* Passage shown:
:::::

Pricing Strategy: Leveraging customer psychology to maximize average customer value

“You will learn more about marketing if you get outside of the marketing literature and into the mind literature.”

— Flint McGlaughlin, Managing Director and CEO, MECLABS Institute


(This article was originally published in the MarketingExperiments email newsletter.)

Today’s video replay is loaded with valuable information about how and when to present your price to the customer while on their journey to the final macro-yes — the purchase.

Flint McGlaughlin shares two key factors in pricing strategy — timing and intensity.

He explains the importance of using the customer’s maximum moment of motivation (MMM) to get the timing right. A common error marketers make today is to continue discussing your product’s value after the MMM has passed. This mistake can actually lessen your product’s perceived value in the customer’s eyes, decreasing conversions.

McGlaughlin introduces how to intensify your product’s perceived value by tapping into three primary human desires — pleasure, power and meaning — suggesting that one of these is the top motivator marketers should consider for their pricing/messaging strategy. In doing so, genuine value is added to the customer’s life, as well as the marketer’s.

:::::

(Excerpts from location labeling data)
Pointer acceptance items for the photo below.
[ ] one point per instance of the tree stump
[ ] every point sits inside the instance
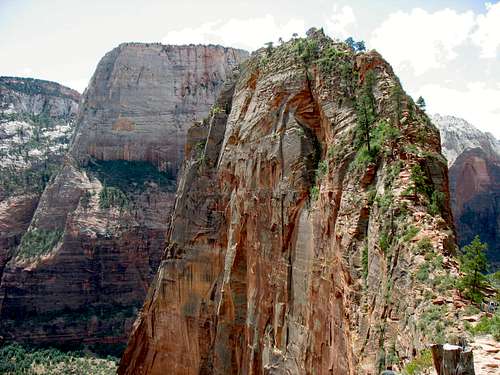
(453, 360)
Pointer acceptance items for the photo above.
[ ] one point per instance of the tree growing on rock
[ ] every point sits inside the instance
(366, 109)
(473, 266)
(421, 103)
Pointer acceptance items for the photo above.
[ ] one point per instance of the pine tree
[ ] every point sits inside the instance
(366, 108)
(421, 103)
(473, 266)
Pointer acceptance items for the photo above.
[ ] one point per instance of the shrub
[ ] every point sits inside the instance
(473, 264)
(314, 193)
(419, 364)
(364, 261)
(112, 197)
(410, 233)
(37, 242)
(488, 326)
(437, 203)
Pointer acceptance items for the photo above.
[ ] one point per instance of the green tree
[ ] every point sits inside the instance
(421, 103)
(397, 98)
(366, 108)
(473, 264)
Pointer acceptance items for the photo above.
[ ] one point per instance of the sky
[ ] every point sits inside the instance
(447, 51)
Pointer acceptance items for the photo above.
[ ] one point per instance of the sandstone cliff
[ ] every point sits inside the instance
(96, 238)
(474, 162)
(311, 221)
(36, 125)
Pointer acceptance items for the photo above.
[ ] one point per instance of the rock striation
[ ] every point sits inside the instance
(95, 241)
(36, 124)
(474, 162)
(143, 97)
(312, 214)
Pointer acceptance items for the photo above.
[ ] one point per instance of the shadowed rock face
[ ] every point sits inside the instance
(34, 96)
(36, 123)
(287, 252)
(105, 215)
(474, 162)
(143, 97)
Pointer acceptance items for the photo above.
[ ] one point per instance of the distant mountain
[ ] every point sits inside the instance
(474, 164)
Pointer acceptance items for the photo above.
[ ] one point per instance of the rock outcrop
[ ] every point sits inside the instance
(474, 162)
(297, 245)
(36, 125)
(37, 97)
(83, 268)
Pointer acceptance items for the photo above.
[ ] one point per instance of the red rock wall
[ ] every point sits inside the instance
(261, 277)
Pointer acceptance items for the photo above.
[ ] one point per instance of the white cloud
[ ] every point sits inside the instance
(24, 72)
(487, 35)
(422, 40)
(341, 22)
(478, 104)
(77, 84)
(249, 34)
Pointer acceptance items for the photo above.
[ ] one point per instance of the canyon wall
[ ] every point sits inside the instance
(311, 226)
(36, 124)
(95, 241)
(474, 162)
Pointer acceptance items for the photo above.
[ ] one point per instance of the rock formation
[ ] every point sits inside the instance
(96, 238)
(312, 216)
(474, 162)
(36, 125)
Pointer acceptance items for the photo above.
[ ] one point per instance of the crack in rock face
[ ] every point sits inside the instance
(300, 230)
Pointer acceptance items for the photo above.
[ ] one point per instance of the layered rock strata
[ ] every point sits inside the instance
(305, 235)
(96, 238)
(474, 162)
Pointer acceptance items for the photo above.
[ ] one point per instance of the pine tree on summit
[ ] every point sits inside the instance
(473, 265)
(421, 103)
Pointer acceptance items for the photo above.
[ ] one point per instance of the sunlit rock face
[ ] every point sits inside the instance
(289, 250)
(474, 162)
(143, 97)
(97, 236)
(36, 124)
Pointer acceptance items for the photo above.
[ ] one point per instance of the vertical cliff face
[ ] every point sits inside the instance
(474, 162)
(143, 97)
(297, 245)
(96, 238)
(36, 125)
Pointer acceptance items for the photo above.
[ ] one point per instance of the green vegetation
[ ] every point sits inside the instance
(37, 242)
(419, 364)
(437, 203)
(433, 324)
(364, 261)
(112, 197)
(130, 176)
(421, 103)
(365, 110)
(16, 359)
(215, 109)
(410, 233)
(356, 46)
(314, 193)
(473, 265)
(486, 326)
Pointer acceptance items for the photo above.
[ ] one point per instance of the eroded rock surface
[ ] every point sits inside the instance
(293, 249)
(98, 234)
(474, 162)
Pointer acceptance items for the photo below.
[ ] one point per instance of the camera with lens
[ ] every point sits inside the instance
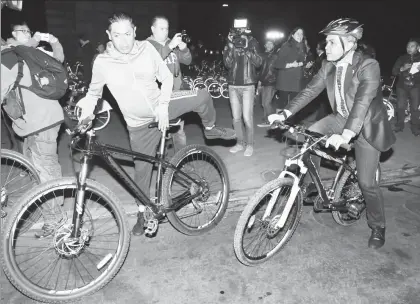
(240, 28)
(185, 37)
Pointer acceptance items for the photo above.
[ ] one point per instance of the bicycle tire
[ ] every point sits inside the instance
(166, 186)
(337, 216)
(215, 93)
(33, 292)
(247, 214)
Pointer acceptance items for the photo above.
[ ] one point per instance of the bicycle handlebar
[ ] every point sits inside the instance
(305, 132)
(83, 126)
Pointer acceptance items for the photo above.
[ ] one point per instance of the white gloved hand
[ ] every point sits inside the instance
(279, 117)
(87, 107)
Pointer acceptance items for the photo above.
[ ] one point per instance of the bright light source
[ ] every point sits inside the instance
(274, 35)
(240, 23)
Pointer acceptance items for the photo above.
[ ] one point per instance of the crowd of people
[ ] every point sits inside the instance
(321, 86)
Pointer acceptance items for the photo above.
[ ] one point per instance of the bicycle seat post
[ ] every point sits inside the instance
(161, 155)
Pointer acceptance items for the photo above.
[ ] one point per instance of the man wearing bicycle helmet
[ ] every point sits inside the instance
(352, 80)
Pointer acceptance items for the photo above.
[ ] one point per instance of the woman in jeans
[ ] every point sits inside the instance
(242, 79)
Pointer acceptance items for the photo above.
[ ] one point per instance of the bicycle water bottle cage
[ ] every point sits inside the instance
(151, 227)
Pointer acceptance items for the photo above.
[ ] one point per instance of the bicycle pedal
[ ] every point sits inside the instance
(151, 227)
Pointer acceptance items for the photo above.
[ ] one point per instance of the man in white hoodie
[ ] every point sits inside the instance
(130, 69)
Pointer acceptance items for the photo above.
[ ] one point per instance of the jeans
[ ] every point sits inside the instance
(242, 104)
(267, 94)
(41, 150)
(145, 140)
(284, 98)
(367, 161)
(180, 138)
(403, 94)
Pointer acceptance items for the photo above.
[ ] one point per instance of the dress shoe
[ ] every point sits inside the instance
(138, 228)
(377, 238)
(398, 129)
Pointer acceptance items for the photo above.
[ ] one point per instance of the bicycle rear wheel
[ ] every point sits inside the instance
(206, 210)
(58, 267)
(256, 237)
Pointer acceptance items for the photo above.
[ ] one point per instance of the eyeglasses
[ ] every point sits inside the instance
(24, 31)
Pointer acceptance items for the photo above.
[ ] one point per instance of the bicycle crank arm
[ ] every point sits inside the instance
(290, 201)
(181, 201)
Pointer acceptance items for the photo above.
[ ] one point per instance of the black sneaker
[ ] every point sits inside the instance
(377, 238)
(264, 124)
(138, 228)
(219, 132)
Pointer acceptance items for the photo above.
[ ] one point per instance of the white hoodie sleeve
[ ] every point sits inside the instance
(88, 103)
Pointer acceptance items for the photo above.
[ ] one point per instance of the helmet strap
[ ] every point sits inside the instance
(344, 52)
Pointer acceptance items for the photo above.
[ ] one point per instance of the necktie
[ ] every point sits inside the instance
(341, 101)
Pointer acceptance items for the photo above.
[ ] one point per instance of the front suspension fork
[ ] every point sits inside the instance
(79, 206)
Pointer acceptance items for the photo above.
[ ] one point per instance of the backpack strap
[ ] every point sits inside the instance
(17, 81)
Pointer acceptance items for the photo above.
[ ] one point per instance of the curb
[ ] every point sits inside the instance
(241, 197)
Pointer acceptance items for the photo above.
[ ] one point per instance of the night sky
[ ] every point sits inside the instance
(388, 24)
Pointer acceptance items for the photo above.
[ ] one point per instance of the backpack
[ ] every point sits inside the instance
(48, 75)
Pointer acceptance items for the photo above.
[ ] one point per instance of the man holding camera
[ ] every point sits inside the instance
(173, 52)
(241, 56)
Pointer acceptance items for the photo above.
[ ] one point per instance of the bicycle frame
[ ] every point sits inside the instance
(304, 162)
(104, 151)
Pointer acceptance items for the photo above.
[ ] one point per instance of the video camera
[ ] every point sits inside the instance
(12, 4)
(185, 37)
(240, 27)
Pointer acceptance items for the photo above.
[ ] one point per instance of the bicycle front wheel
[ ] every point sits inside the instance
(208, 203)
(46, 262)
(256, 237)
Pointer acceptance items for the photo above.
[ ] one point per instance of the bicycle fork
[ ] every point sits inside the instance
(292, 197)
(79, 205)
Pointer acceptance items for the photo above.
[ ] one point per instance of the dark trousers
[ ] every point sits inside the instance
(267, 94)
(367, 161)
(145, 140)
(315, 110)
(413, 95)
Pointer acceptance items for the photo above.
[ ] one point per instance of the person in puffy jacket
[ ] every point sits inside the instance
(408, 87)
(268, 81)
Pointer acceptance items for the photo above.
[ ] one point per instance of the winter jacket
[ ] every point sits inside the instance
(242, 63)
(173, 58)
(268, 73)
(41, 114)
(401, 75)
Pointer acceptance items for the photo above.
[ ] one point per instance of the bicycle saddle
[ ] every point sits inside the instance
(172, 123)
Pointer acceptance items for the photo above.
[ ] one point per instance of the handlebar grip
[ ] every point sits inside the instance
(347, 147)
(277, 124)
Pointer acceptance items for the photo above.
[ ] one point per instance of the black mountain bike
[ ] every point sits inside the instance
(273, 213)
(90, 236)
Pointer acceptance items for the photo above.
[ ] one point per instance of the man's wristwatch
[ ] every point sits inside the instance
(284, 114)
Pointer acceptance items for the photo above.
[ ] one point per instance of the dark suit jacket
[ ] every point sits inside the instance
(367, 113)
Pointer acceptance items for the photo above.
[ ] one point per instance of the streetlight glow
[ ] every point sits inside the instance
(274, 35)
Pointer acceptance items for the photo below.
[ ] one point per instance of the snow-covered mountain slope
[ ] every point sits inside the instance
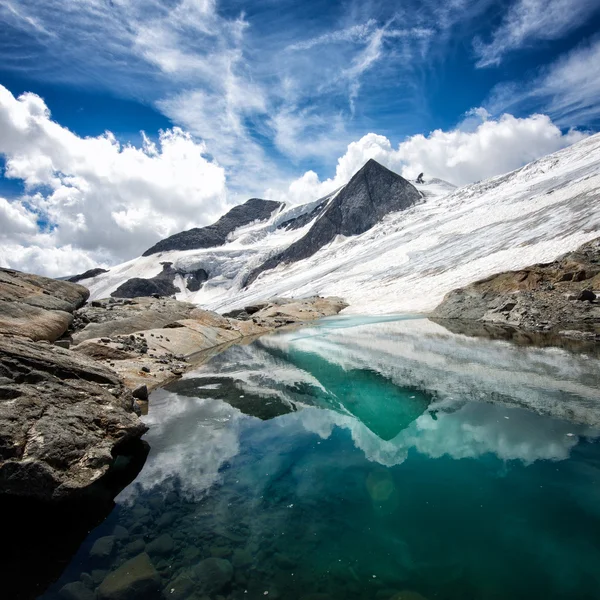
(409, 259)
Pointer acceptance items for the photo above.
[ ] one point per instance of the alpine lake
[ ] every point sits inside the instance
(361, 458)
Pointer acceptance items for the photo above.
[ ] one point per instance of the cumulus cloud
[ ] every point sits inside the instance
(528, 21)
(478, 148)
(95, 195)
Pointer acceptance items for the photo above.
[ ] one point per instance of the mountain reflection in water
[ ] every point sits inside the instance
(365, 458)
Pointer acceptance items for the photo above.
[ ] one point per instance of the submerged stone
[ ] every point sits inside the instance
(137, 579)
(76, 591)
(103, 547)
(213, 574)
(161, 545)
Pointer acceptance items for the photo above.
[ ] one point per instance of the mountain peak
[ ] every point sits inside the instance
(373, 192)
(216, 234)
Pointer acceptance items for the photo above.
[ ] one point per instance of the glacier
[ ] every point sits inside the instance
(409, 260)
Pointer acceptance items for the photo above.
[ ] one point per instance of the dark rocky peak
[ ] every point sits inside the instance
(87, 275)
(216, 234)
(370, 195)
(162, 284)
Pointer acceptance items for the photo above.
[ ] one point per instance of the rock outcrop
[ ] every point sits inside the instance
(37, 307)
(162, 284)
(560, 297)
(150, 342)
(216, 234)
(370, 195)
(87, 275)
(63, 417)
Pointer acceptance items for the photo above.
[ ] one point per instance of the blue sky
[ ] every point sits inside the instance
(285, 98)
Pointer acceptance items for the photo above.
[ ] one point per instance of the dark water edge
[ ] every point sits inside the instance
(39, 539)
(361, 458)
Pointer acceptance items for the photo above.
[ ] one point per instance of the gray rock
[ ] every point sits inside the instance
(214, 235)
(87, 275)
(120, 533)
(162, 545)
(213, 574)
(166, 519)
(586, 295)
(370, 195)
(181, 587)
(62, 426)
(140, 392)
(126, 317)
(76, 591)
(241, 558)
(552, 297)
(134, 548)
(137, 579)
(17, 318)
(103, 547)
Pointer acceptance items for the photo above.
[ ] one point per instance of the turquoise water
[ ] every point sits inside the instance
(366, 458)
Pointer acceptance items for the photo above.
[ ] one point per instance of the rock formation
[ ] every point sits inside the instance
(162, 284)
(37, 307)
(254, 209)
(87, 275)
(370, 195)
(63, 417)
(559, 297)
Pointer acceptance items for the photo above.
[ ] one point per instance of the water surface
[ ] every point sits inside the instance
(368, 458)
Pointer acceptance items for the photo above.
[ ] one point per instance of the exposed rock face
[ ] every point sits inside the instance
(370, 195)
(214, 235)
(62, 417)
(37, 307)
(87, 275)
(161, 284)
(150, 342)
(560, 297)
(104, 318)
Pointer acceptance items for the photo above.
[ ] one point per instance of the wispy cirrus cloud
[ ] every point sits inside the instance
(530, 21)
(567, 89)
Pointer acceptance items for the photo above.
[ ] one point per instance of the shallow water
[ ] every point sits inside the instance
(367, 458)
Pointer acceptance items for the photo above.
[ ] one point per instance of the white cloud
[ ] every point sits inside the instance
(96, 195)
(529, 21)
(354, 33)
(480, 147)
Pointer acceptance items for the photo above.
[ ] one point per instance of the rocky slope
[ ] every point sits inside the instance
(65, 413)
(369, 196)
(150, 341)
(559, 297)
(63, 417)
(37, 307)
(252, 210)
(409, 258)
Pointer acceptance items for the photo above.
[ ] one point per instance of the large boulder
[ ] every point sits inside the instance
(105, 318)
(555, 297)
(137, 579)
(62, 418)
(37, 307)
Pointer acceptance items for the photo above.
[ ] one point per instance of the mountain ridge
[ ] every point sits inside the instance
(409, 259)
(348, 213)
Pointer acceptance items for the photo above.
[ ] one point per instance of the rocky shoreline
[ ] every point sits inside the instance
(561, 298)
(74, 379)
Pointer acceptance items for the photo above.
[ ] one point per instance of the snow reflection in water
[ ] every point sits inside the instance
(363, 458)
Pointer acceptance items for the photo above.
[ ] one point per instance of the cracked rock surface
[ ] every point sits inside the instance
(62, 417)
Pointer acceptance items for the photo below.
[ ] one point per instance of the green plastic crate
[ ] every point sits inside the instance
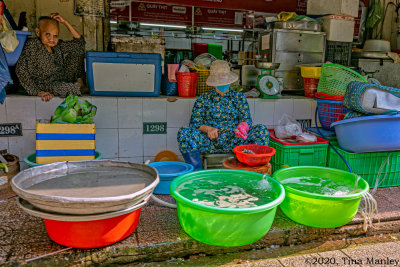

:::::

* Short task 1:
Answer these from the pricing strategy article:
(a) What titles does the article give Flint McGlaughlin?
(b) What two key factors in pricing strategy does he share?
(c) What three primary human desires does he name for intensifying a product's perceived value?
* Short task 2:
Reproduce the stretch of the pricing strategy article from "Flint McGlaughlin shares" through "as the marketer’s.".
The records have nothing to do with what comes next.

* Worked solution 1:
(a) Managing Director and CEO, MECLABS Institute
(b) Timing and intensity
(c) Pleasure, power and meaning

* Worked solution 2:
Flint McGlaughlin shares two key factors in pricing strategy — timing and intensity.

He explains the importance of using the customer’s maximum moment of motivation (MMM) to get the timing right. A common error marketers make today is to continue discussing your product’s value after the MMM has passed. This mistake can actually lessen your product’s perceived value in the customer’s eyes, decreasing conversions.

McGlaughlin introduces how to intensify your product’s perceived value by tapping into three primary human desires — pleasure, power and meaning — suggesting that one of these is the top motivator marketers should consider for their pricing/messaging strategy. In doing so, genuine value is added to the customer’s life, as well as the marketer’s.